SFU professor Carlo Menon, a newly named Canada Research Chair in Biomedical Technology, is developing wearable technologies to help stroke patients who have lost mobility in their hands.

SFU researchers developing wearable tech to assist stroke patients

June 29, 2017

According to the Heart and Stroke Foundation of Canada, more than 400,000 Canadians are living with a long-term disability as a result of having a stroke. Many of these individuals have impaired mobility in their arms or hands, making it a challenge for them to perform basic everyday tasks.

SFU professor Carlo Menon, who specializes in assistive and rehabilitation technologies, is developing wearable technologies that could dramatically improve the recovery of stroke patients.

“Many conditions, including stroke, can cause an individual to lose their normal hand movement,” says Menon, a joint professor in the School of Mechatronic Systems Engineering and the School of Engineering Science.

“We are creating wearable technologies to assist in the recovery process and improve motor function in the hand.”

Menon is a newly appointed Tier 1 Canada Research Chair (CRC) in Biomedical Technology, and one of four SFU CRCs announced this spring. He also received a Canadian Institute of Health Research (CIHR) Foundation Grant last year to fund his research.

The technologies focus on assisting individuals to move their fingers. Currently, Menon and his team are working on refining their prototype and ensuring that it accomplishes three main functions: monitoring finger movements, monitoring the force exerted by the hand and controlling external devices.

■ To do:
(A) List the three main functions that, according to the article on SFU's wearable technology for stroke patients, Menon's team is making sure its prototype accomplishes.
(B) From the article on SFU's wearable technology for stroke patients, quote the passage starting at "SFU professor Carlo Menon, a" and ending at "basic everyday tasks.".

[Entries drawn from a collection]

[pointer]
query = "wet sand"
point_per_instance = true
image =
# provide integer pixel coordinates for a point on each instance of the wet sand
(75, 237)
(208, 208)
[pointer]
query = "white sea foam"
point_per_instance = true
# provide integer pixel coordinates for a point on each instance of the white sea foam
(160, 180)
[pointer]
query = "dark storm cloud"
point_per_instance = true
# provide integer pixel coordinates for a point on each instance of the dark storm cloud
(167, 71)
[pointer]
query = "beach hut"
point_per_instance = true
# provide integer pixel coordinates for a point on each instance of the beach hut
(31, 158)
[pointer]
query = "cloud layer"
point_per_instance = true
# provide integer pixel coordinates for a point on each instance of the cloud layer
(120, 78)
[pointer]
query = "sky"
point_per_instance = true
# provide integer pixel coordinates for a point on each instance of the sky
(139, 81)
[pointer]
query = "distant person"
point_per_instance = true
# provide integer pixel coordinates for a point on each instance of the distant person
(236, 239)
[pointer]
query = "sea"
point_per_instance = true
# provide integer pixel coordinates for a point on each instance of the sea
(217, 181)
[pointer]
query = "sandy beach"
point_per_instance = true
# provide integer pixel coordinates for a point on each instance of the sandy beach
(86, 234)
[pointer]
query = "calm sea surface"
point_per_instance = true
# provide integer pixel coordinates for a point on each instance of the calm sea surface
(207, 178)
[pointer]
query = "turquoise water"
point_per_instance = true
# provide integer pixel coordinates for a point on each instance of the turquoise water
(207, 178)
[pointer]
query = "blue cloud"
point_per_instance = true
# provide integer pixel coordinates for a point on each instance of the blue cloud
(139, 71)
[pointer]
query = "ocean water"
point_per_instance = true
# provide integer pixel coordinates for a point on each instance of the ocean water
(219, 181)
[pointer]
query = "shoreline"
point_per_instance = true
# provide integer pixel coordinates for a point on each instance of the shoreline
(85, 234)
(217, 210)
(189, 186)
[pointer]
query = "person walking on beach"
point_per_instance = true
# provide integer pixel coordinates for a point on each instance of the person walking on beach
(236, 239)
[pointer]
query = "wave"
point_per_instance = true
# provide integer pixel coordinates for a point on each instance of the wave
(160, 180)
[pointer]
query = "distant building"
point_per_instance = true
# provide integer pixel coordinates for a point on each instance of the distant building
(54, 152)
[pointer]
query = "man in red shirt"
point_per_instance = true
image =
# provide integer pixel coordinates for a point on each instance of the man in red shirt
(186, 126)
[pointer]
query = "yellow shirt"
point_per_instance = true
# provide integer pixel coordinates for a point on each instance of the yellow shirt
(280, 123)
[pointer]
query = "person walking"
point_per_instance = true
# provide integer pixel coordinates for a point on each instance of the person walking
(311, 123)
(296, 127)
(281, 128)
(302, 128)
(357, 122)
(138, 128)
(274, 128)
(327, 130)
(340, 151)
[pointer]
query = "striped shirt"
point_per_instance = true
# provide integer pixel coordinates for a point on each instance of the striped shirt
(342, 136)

■ Results of the exercise:
(A)
- Monitoring finger movements
- Monitoring the force exerted by the hand
- Controlling external devices

(B)
SFU professor Carlo Menon, a newly named Canada Research Chair in Biomedical Technology, is developing wearable technologies to help stroke patients who have lost mobility in their hands.

SFU researchers developing wearable tech to assist stroke patients

June 29, 2017

According to the Heart and Stroke Foundation of Canada, more than 400,000 Canadians are living with a long-term disability as a result of having a stroke. Many of these individuals have impaired mobility in their arms or hands, making it a challenge for them to perform basic everyday tasks.